• Supplied information:
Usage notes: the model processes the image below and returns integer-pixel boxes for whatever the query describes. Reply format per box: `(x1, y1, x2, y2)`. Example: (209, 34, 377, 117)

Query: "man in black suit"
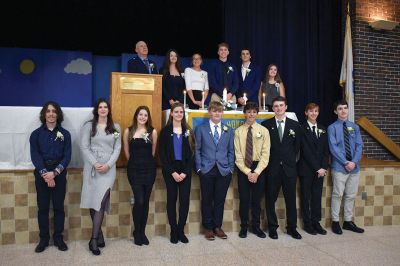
(127, 41, 158, 74)
(297, 103, 329, 235)
(261, 96, 302, 240)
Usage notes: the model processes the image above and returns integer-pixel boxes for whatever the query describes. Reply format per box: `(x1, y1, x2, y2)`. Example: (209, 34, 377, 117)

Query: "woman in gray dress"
(80, 98, 121, 255)
(259, 64, 286, 111)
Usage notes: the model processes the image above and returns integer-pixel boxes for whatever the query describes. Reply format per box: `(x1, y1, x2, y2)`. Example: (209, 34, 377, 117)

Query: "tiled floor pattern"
(1, 225, 400, 266)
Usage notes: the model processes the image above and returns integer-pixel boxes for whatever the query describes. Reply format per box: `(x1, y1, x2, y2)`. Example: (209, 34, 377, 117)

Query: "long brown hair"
(90, 98, 116, 137)
(161, 49, 184, 76)
(166, 103, 190, 131)
(263, 64, 283, 84)
(128, 106, 154, 140)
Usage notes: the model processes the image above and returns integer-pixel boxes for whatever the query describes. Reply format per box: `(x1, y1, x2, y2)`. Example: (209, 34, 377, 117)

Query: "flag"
(339, 4, 355, 122)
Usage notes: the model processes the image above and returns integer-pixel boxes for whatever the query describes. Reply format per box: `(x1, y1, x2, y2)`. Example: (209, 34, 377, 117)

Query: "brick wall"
(352, 0, 400, 161)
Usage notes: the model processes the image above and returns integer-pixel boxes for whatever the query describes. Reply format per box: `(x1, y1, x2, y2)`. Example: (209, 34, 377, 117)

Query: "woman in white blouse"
(184, 53, 209, 109)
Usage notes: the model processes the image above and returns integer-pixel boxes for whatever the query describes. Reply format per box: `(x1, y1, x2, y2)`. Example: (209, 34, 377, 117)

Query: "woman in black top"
(123, 106, 158, 246)
(259, 64, 286, 111)
(159, 103, 194, 244)
(161, 49, 186, 110)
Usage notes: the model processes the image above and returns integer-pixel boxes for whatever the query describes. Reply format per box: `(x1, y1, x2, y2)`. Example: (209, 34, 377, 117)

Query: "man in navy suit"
(127, 41, 159, 74)
(261, 96, 302, 240)
(236, 49, 262, 107)
(298, 103, 329, 235)
(194, 101, 235, 240)
(208, 42, 239, 103)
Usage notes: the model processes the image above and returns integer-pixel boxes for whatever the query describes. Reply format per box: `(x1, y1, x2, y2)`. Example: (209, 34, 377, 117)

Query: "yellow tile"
(1, 220, 15, 233)
(392, 215, 400, 225)
(154, 213, 167, 224)
(28, 219, 39, 231)
(373, 216, 383, 225)
(15, 231, 29, 244)
(28, 194, 37, 206)
(384, 186, 393, 195)
(105, 215, 119, 226)
(14, 206, 29, 219)
(374, 196, 384, 206)
(14, 179, 28, 194)
(81, 216, 92, 228)
(383, 206, 393, 216)
(364, 206, 374, 216)
(393, 195, 400, 205)
(0, 195, 15, 208)
(118, 226, 131, 238)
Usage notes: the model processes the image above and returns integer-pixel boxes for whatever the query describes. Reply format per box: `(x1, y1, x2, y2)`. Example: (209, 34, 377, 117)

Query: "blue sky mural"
(0, 47, 92, 107)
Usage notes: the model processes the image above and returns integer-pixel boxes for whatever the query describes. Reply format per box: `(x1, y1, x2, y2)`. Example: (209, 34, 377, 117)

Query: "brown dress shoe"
(204, 230, 215, 241)
(214, 228, 228, 239)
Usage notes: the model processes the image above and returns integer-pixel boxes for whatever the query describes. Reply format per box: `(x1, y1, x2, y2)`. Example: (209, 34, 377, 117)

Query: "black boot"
(88, 238, 100, 255)
(178, 229, 189, 243)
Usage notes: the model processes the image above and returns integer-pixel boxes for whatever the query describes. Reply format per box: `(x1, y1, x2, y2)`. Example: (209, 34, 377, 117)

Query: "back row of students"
(127, 41, 285, 111)
(30, 97, 363, 256)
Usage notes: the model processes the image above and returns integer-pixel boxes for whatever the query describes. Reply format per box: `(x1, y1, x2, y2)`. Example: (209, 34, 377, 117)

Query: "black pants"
(300, 174, 324, 226)
(34, 169, 66, 241)
(266, 166, 297, 230)
(200, 166, 232, 230)
(162, 160, 192, 231)
(188, 90, 203, 109)
(237, 161, 265, 229)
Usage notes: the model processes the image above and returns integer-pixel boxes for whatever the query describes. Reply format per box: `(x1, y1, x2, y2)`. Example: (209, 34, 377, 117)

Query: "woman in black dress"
(259, 64, 286, 111)
(159, 103, 193, 244)
(123, 106, 158, 246)
(161, 49, 186, 110)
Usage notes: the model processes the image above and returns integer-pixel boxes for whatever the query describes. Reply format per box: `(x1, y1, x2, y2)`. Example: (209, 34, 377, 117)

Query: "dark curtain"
(223, 0, 343, 125)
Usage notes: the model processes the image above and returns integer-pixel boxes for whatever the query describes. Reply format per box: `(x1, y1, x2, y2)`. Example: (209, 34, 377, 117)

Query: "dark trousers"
(128, 179, 154, 235)
(300, 174, 323, 225)
(266, 166, 297, 230)
(200, 166, 232, 230)
(188, 90, 203, 109)
(34, 170, 66, 241)
(237, 161, 265, 229)
(162, 160, 192, 231)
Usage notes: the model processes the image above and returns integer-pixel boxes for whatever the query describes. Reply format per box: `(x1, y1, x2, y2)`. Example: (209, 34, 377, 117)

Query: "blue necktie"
(213, 125, 219, 145)
(143, 59, 151, 74)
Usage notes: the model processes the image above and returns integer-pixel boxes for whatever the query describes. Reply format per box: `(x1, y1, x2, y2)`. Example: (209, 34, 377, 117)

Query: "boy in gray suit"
(195, 101, 235, 240)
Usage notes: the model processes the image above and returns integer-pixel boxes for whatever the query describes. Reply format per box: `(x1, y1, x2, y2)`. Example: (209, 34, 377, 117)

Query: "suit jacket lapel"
(269, 119, 281, 143)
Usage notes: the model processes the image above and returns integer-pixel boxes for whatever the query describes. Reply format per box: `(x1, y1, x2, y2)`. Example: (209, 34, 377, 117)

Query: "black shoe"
(304, 225, 317, 235)
(251, 227, 266, 238)
(268, 229, 278, 240)
(313, 223, 327, 235)
(178, 231, 189, 243)
(97, 230, 105, 248)
(133, 232, 142, 246)
(287, 228, 302, 239)
(54, 239, 68, 251)
(332, 221, 343, 235)
(343, 221, 364, 233)
(34, 240, 49, 253)
(141, 233, 149, 245)
(238, 229, 247, 238)
(170, 230, 178, 244)
(88, 238, 100, 255)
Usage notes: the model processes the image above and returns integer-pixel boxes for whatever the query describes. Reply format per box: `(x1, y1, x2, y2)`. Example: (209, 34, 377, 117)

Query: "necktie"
(312, 126, 318, 139)
(213, 125, 219, 145)
(245, 126, 253, 168)
(143, 59, 151, 74)
(278, 120, 283, 142)
(343, 122, 352, 161)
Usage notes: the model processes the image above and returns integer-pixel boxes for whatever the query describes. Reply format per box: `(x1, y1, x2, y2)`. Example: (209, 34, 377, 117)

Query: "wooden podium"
(110, 72, 162, 166)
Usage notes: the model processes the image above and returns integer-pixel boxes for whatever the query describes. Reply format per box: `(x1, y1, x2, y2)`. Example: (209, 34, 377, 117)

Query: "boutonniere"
(245, 68, 251, 76)
(201, 72, 207, 79)
(347, 127, 355, 134)
(181, 73, 185, 78)
(222, 125, 229, 132)
(275, 82, 280, 88)
(256, 132, 262, 139)
(227, 66, 234, 74)
(149, 63, 154, 70)
(141, 132, 151, 143)
(113, 129, 120, 139)
(318, 129, 326, 135)
(288, 129, 296, 137)
(184, 129, 191, 137)
(55, 131, 64, 141)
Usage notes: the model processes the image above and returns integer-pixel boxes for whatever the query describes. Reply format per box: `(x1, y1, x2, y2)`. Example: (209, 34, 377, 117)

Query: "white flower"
(318, 129, 325, 134)
(275, 82, 280, 88)
(347, 127, 355, 134)
(223, 125, 228, 132)
(181, 73, 185, 78)
(289, 129, 296, 137)
(149, 63, 154, 70)
(142, 132, 151, 143)
(55, 131, 64, 141)
(227, 66, 234, 74)
(256, 132, 262, 139)
(245, 68, 251, 76)
(184, 129, 191, 137)
(201, 72, 207, 79)
(113, 130, 120, 139)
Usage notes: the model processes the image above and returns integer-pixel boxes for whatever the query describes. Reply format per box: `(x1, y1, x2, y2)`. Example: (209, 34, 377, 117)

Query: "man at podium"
(127, 41, 159, 74)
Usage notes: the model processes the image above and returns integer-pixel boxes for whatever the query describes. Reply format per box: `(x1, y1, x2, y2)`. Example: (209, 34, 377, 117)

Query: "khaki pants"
(331, 170, 360, 221)
(210, 93, 237, 103)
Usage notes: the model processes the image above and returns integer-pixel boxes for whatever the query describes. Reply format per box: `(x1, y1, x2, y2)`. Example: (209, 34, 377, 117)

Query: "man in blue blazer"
(236, 49, 262, 107)
(208, 42, 239, 103)
(127, 41, 159, 74)
(195, 101, 235, 240)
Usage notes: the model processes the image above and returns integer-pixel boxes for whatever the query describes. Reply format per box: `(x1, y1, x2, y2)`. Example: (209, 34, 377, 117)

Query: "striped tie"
(213, 125, 219, 145)
(343, 122, 352, 161)
(245, 126, 253, 168)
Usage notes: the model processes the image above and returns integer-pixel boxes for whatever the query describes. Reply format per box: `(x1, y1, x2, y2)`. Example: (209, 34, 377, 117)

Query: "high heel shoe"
(97, 231, 105, 248)
(89, 238, 101, 255)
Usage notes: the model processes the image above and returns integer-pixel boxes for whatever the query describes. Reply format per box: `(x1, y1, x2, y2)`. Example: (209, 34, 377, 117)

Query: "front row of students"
(30, 97, 364, 255)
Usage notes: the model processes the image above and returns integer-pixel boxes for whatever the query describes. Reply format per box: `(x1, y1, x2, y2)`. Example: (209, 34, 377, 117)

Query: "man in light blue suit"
(195, 101, 235, 240)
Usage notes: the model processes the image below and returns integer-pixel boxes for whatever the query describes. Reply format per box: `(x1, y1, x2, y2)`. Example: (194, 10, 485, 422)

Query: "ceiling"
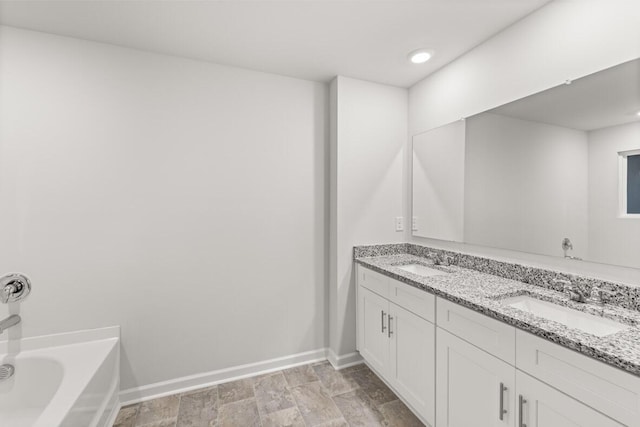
(489, 58, 640, 131)
(0, 0, 550, 87)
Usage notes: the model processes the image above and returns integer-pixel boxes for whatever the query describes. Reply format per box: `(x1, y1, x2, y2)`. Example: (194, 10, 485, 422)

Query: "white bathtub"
(0, 326, 120, 427)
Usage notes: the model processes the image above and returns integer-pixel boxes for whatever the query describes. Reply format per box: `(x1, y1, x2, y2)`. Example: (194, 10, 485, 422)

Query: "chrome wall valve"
(0, 273, 31, 303)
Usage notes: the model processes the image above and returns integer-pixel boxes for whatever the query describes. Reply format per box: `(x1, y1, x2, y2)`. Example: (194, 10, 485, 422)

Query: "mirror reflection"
(412, 58, 640, 269)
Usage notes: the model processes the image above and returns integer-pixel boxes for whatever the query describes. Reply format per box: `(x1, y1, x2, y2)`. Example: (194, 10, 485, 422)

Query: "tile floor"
(114, 361, 425, 427)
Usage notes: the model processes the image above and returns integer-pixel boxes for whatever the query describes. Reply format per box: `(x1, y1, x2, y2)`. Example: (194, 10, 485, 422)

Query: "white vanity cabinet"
(515, 370, 624, 427)
(356, 264, 640, 427)
(435, 297, 637, 427)
(356, 265, 436, 426)
(435, 299, 516, 427)
(389, 301, 435, 423)
(515, 330, 640, 427)
(358, 286, 390, 374)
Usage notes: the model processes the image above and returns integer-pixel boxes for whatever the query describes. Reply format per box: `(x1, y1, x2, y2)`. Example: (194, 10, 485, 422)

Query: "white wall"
(407, 0, 640, 284)
(412, 121, 465, 241)
(330, 76, 406, 358)
(588, 122, 640, 267)
(464, 113, 589, 258)
(0, 26, 328, 390)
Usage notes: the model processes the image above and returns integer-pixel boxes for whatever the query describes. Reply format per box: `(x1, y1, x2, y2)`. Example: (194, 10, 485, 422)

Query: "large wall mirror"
(412, 58, 640, 269)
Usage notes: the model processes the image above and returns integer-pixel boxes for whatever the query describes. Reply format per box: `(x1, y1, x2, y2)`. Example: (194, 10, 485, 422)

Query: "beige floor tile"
(334, 362, 367, 375)
(254, 371, 296, 415)
(112, 360, 422, 427)
(332, 388, 385, 427)
(312, 362, 359, 396)
(218, 378, 255, 405)
(348, 367, 397, 406)
(176, 386, 218, 427)
(217, 398, 261, 427)
(136, 420, 178, 427)
(114, 404, 140, 427)
(282, 364, 319, 387)
(135, 395, 180, 426)
(378, 399, 426, 427)
(290, 381, 343, 426)
(260, 406, 306, 427)
(314, 419, 350, 427)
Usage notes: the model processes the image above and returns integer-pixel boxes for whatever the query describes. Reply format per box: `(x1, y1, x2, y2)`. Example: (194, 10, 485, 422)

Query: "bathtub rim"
(0, 326, 120, 427)
(0, 325, 120, 353)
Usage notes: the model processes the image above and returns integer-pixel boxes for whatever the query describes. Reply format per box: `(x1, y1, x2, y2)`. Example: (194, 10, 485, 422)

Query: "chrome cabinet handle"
(518, 395, 527, 427)
(388, 316, 393, 337)
(499, 383, 507, 420)
(381, 311, 387, 333)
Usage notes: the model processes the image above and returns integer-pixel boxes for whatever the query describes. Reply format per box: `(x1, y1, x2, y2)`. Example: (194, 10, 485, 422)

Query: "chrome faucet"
(428, 252, 454, 266)
(561, 237, 582, 260)
(0, 314, 20, 334)
(427, 252, 442, 265)
(552, 278, 590, 303)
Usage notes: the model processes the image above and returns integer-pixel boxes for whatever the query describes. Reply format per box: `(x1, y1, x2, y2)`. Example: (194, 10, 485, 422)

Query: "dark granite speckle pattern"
(354, 244, 640, 377)
(353, 243, 409, 258)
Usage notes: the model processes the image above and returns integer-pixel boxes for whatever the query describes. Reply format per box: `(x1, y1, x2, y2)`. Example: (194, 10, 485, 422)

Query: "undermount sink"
(396, 263, 446, 277)
(502, 295, 628, 337)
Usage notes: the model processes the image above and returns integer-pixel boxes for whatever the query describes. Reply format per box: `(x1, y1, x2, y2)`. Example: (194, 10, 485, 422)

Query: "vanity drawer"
(389, 278, 435, 323)
(436, 297, 515, 364)
(357, 265, 389, 298)
(516, 330, 640, 427)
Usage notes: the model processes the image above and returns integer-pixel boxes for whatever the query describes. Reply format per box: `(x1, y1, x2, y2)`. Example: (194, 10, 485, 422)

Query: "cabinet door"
(436, 328, 515, 427)
(516, 371, 624, 427)
(389, 302, 435, 426)
(358, 286, 389, 375)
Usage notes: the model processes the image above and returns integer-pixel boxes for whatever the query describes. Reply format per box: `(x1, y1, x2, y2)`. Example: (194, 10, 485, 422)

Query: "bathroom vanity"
(355, 244, 640, 427)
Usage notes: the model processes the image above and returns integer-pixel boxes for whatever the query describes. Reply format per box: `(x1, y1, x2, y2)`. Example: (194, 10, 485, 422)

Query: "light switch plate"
(395, 216, 404, 232)
(412, 216, 418, 231)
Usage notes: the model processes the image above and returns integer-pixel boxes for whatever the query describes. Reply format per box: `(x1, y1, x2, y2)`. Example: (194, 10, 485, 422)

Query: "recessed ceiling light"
(636, 111, 640, 116)
(408, 49, 434, 64)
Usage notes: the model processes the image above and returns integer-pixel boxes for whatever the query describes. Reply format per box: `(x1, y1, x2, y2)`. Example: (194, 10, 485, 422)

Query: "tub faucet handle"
(0, 273, 31, 303)
(1, 283, 17, 303)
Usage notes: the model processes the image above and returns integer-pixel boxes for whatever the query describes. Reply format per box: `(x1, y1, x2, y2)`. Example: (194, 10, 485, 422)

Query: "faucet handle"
(0, 284, 17, 304)
(0, 273, 31, 304)
(597, 289, 623, 305)
(427, 252, 441, 265)
(551, 278, 572, 288)
(438, 254, 453, 266)
(589, 286, 601, 302)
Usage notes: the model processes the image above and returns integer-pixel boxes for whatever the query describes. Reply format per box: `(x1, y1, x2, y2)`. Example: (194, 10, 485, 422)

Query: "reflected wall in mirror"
(412, 58, 640, 269)
(412, 121, 465, 242)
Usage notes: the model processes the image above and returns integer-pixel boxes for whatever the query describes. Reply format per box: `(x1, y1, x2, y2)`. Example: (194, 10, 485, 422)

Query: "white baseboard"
(119, 348, 328, 406)
(327, 349, 363, 370)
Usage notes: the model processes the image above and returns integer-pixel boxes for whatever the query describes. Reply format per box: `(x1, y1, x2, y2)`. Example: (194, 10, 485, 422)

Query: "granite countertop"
(355, 253, 640, 377)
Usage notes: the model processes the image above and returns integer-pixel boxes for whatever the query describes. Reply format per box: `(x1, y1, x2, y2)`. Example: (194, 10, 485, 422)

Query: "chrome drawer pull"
(518, 395, 527, 427)
(388, 316, 393, 337)
(499, 383, 507, 420)
(381, 311, 387, 333)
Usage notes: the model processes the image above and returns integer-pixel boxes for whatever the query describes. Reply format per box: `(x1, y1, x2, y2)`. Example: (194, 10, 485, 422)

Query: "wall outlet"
(412, 216, 418, 231)
(395, 216, 404, 232)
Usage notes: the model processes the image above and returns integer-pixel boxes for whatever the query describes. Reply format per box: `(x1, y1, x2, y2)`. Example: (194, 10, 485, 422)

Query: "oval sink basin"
(396, 264, 446, 277)
(502, 295, 628, 337)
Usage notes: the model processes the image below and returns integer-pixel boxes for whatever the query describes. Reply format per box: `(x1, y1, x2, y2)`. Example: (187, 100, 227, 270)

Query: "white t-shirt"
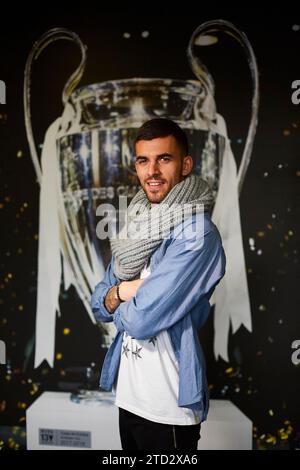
(113, 261, 202, 425)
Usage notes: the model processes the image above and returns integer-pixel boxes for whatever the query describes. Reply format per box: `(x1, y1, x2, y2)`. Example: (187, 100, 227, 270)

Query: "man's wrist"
(115, 284, 125, 302)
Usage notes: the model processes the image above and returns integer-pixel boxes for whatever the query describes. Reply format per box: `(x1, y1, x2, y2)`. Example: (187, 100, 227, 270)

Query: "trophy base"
(70, 388, 115, 405)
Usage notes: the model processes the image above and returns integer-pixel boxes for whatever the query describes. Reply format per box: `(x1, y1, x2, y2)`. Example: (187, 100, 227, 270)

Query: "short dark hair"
(134, 118, 189, 156)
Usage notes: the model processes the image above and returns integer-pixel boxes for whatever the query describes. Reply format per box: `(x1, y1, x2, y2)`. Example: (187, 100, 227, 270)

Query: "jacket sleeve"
(91, 255, 118, 323)
(113, 225, 226, 339)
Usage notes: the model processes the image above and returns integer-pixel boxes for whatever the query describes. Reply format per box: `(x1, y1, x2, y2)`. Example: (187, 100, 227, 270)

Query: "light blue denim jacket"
(91, 211, 226, 422)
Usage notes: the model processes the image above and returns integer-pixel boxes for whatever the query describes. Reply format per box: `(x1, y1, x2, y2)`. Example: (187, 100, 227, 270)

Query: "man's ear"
(181, 155, 194, 176)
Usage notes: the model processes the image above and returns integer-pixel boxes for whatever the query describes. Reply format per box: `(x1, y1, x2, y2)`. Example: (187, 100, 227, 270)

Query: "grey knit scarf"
(109, 174, 214, 280)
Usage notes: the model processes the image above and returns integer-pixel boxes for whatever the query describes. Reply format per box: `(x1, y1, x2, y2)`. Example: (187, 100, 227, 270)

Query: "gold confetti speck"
(56, 353, 63, 360)
(30, 383, 39, 396)
(17, 402, 27, 410)
(63, 328, 71, 335)
(0, 400, 6, 412)
(266, 435, 276, 444)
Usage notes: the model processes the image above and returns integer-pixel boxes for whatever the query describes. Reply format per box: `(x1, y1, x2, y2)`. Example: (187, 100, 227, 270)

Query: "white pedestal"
(26, 392, 252, 450)
(26, 392, 120, 450)
(198, 399, 252, 450)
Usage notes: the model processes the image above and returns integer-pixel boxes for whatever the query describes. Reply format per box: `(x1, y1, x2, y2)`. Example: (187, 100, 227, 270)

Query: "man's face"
(134, 135, 193, 204)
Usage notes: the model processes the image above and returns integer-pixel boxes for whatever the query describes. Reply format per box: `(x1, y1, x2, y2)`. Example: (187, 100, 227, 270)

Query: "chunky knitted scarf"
(109, 174, 214, 280)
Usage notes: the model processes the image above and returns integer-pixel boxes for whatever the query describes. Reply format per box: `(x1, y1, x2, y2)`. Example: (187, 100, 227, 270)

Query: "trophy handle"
(187, 19, 259, 195)
(24, 28, 87, 185)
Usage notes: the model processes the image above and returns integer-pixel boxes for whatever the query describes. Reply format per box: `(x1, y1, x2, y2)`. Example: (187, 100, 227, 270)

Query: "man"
(91, 118, 226, 450)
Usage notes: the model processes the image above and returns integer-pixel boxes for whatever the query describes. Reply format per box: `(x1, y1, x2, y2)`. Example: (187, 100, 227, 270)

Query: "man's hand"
(118, 279, 145, 302)
(104, 286, 120, 314)
(104, 279, 145, 314)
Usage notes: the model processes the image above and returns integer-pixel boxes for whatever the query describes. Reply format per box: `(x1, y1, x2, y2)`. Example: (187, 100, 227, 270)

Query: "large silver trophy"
(24, 20, 259, 371)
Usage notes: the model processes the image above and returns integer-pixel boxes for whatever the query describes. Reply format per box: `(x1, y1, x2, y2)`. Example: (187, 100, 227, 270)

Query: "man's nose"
(148, 160, 161, 176)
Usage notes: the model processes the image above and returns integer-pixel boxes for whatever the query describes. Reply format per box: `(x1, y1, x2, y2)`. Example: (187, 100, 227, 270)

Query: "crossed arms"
(104, 279, 145, 314)
(91, 226, 226, 340)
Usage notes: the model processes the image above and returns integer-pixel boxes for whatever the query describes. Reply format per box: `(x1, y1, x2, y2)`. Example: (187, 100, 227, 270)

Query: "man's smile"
(146, 180, 165, 191)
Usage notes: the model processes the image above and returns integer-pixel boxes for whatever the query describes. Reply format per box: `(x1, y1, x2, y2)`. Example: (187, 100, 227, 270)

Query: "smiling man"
(91, 118, 226, 451)
(135, 131, 193, 204)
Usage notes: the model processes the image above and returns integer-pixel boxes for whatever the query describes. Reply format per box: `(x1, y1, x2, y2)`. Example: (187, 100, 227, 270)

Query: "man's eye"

• Activity: Search the listing above for the string "below" and copy each line that has it.

• Task result:
Usage notes: the model processes the image below and returns integer-pixel boxes for whatever the query describes. Reply format per box: `(x1, y1, x2, y2)`. Example: (209, 34, 377, 117)
Usage notes: the model processes the image below and returns integer-pixel boxes for whatever the query describes. Reply format per box: `(x1, y1, x2, y2)`. Example: (194, 10, 485, 422)
Usage notes: the model processes the image below and returns integer-pixel boxes for whatever the query describes. Reply format per box: `(x1, y1, x2, y2)`. Example: (187, 100, 227, 270)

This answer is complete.